▽

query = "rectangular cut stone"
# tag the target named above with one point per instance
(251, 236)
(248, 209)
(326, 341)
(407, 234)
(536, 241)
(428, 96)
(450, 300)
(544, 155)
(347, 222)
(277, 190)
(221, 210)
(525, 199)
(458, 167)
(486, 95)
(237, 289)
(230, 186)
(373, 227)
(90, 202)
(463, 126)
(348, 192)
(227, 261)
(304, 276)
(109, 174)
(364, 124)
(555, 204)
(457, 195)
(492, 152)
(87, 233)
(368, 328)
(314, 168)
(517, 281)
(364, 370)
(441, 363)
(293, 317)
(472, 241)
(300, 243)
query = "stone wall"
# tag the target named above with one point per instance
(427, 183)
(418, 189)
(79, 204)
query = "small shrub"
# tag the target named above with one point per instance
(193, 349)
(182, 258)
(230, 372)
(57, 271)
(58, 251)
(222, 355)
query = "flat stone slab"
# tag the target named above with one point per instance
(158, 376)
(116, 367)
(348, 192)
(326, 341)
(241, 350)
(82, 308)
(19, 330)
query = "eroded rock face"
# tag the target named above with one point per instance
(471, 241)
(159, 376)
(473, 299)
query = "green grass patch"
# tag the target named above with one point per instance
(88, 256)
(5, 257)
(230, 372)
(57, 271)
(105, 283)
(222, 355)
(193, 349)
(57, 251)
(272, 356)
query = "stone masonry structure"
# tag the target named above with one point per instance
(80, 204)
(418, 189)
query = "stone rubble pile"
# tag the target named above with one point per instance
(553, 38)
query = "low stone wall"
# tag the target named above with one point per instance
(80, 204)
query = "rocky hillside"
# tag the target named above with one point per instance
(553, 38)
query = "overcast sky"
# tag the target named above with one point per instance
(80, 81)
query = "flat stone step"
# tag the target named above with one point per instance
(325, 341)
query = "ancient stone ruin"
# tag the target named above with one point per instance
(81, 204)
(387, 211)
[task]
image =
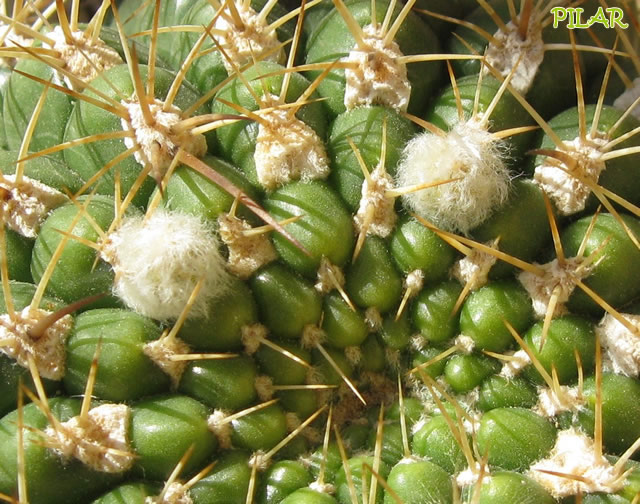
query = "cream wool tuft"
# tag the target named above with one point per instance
(288, 149)
(376, 77)
(555, 178)
(159, 260)
(621, 346)
(468, 152)
(574, 454)
(86, 57)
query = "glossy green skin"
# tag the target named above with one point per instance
(509, 487)
(281, 479)
(432, 311)
(499, 392)
(237, 141)
(525, 204)
(50, 480)
(282, 369)
(621, 174)
(412, 409)
(88, 119)
(10, 372)
(415, 247)
(364, 127)
(18, 255)
(344, 327)
(260, 430)
(566, 335)
(464, 372)
(331, 463)
(615, 276)
(392, 449)
(436, 442)
(419, 482)
(484, 311)
(620, 411)
(161, 431)
(434, 369)
(372, 280)
(507, 114)
(221, 330)
(46, 169)
(359, 472)
(301, 402)
(548, 75)
(208, 381)
(604, 499)
(227, 483)
(332, 40)
(191, 192)
(396, 334)
(514, 438)
(308, 496)
(286, 302)
(125, 372)
(75, 276)
(208, 70)
(373, 354)
(328, 373)
(326, 229)
(130, 493)
(20, 98)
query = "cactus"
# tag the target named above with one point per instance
(319, 252)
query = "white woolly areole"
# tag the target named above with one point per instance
(288, 149)
(158, 143)
(468, 152)
(473, 269)
(85, 57)
(373, 319)
(319, 487)
(247, 252)
(48, 351)
(264, 387)
(221, 428)
(375, 75)
(469, 476)
(25, 204)
(621, 346)
(518, 361)
(100, 442)
(554, 177)
(551, 402)
(250, 42)
(628, 97)
(560, 276)
(509, 47)
(252, 337)
(329, 276)
(376, 214)
(175, 493)
(574, 454)
(162, 350)
(159, 260)
(465, 343)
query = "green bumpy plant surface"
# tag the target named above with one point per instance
(316, 252)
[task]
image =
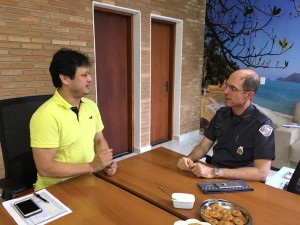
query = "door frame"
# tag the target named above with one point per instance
(136, 45)
(177, 71)
(136, 15)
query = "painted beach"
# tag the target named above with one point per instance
(276, 99)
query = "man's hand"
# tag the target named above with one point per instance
(101, 160)
(111, 169)
(202, 170)
(184, 163)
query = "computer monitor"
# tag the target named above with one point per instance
(294, 184)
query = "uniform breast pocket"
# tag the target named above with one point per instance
(243, 148)
(219, 134)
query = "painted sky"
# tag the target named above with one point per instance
(283, 26)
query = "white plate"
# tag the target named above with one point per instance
(189, 221)
(227, 205)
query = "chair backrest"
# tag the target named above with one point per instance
(15, 115)
(294, 184)
(296, 117)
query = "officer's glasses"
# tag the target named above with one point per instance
(232, 88)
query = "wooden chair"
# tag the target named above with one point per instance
(20, 171)
(294, 184)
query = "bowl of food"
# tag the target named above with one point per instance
(214, 211)
(183, 200)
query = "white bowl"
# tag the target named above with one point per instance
(183, 200)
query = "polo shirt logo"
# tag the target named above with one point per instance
(266, 130)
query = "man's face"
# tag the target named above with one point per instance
(80, 86)
(235, 96)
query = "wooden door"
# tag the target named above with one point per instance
(114, 78)
(162, 63)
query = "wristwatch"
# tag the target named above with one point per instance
(217, 172)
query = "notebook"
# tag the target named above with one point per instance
(224, 186)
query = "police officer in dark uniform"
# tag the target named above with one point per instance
(244, 136)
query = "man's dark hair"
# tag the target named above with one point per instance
(65, 61)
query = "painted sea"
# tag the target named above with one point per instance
(278, 96)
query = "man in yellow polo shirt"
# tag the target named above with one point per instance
(66, 131)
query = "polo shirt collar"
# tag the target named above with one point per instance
(61, 101)
(246, 115)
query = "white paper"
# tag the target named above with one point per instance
(281, 178)
(293, 125)
(50, 211)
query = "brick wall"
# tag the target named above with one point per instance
(32, 30)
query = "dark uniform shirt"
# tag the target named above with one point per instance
(240, 139)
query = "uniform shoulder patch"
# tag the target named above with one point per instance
(266, 130)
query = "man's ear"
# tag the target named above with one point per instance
(64, 79)
(251, 95)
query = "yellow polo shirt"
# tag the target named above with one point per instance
(55, 125)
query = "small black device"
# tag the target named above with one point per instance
(27, 207)
(229, 184)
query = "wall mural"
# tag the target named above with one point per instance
(261, 35)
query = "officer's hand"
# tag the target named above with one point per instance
(184, 163)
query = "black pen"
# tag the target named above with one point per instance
(40, 197)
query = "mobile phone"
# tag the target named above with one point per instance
(228, 184)
(27, 207)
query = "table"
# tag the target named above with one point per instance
(96, 201)
(141, 175)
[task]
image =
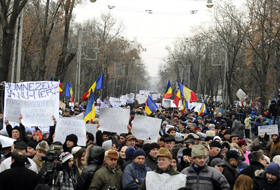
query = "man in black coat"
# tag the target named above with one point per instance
(18, 177)
(256, 163)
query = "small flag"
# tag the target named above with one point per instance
(168, 91)
(150, 106)
(90, 110)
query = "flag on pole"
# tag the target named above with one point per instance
(168, 91)
(202, 108)
(90, 110)
(150, 106)
(98, 84)
(69, 92)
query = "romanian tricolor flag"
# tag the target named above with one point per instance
(177, 98)
(69, 92)
(168, 91)
(150, 105)
(96, 86)
(202, 108)
(187, 94)
(90, 110)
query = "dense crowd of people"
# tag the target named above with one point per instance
(215, 150)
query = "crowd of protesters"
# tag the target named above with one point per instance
(215, 150)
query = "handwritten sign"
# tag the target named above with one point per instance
(165, 181)
(268, 129)
(37, 112)
(66, 126)
(36, 90)
(146, 127)
(12, 110)
(114, 120)
(91, 128)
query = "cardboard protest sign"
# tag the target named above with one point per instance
(12, 110)
(66, 126)
(35, 90)
(91, 128)
(37, 112)
(146, 127)
(155, 181)
(114, 120)
(268, 129)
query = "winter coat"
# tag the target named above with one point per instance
(250, 170)
(95, 160)
(230, 173)
(260, 183)
(105, 178)
(169, 171)
(133, 175)
(151, 162)
(208, 179)
(6, 164)
(18, 177)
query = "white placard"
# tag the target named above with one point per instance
(114, 120)
(35, 90)
(268, 129)
(66, 126)
(6, 141)
(155, 181)
(146, 127)
(37, 112)
(12, 110)
(92, 129)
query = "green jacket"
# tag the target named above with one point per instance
(105, 178)
(169, 170)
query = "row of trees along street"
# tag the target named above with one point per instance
(244, 39)
(50, 41)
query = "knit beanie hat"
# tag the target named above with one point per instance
(72, 138)
(272, 168)
(129, 152)
(32, 144)
(152, 146)
(43, 145)
(65, 156)
(164, 152)
(198, 150)
(139, 152)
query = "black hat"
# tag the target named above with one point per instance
(73, 138)
(20, 144)
(169, 139)
(233, 154)
(215, 144)
(152, 146)
(187, 151)
(32, 144)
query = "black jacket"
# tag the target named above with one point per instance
(18, 177)
(95, 160)
(250, 170)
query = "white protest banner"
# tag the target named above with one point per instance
(146, 127)
(66, 126)
(6, 141)
(37, 112)
(268, 129)
(155, 181)
(12, 110)
(166, 103)
(114, 119)
(92, 129)
(36, 90)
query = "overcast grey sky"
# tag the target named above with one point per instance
(170, 19)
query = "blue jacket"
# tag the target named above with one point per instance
(133, 176)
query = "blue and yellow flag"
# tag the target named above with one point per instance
(150, 106)
(90, 111)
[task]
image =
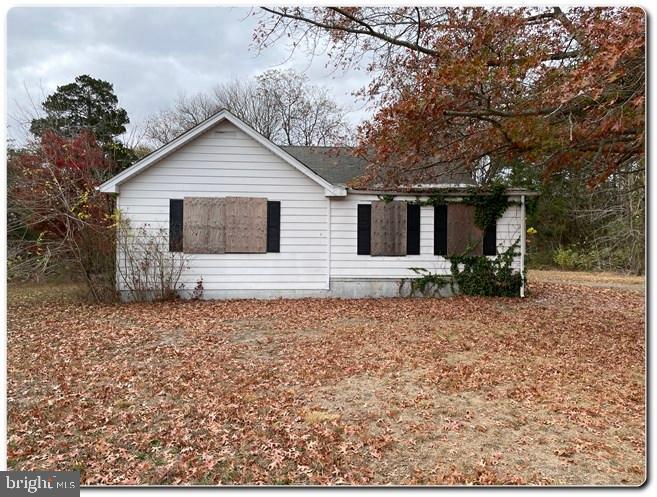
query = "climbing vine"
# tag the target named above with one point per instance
(490, 277)
(472, 275)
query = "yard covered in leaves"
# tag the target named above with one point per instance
(545, 390)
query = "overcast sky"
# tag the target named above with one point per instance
(151, 55)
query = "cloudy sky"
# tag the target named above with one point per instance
(151, 55)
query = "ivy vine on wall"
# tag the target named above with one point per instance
(472, 274)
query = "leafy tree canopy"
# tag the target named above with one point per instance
(558, 89)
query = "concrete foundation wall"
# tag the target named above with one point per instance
(346, 288)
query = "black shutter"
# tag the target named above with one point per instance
(440, 230)
(364, 229)
(490, 239)
(412, 229)
(273, 226)
(175, 224)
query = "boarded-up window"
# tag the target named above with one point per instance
(440, 229)
(463, 235)
(364, 229)
(490, 239)
(203, 220)
(273, 226)
(175, 225)
(389, 223)
(413, 229)
(246, 225)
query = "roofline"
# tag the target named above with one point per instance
(451, 190)
(112, 185)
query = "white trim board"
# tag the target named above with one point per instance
(112, 185)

△

INSTRUCTIONS TO FOLLOW
Locate every line in the listing that contains the word "flag" and copy each one. Case counts.

PROBLEM SOLUTION
query = "small flag"
query = "flag on pole"
query = "romanian tricolor flag"
query = "blue and yellow flag"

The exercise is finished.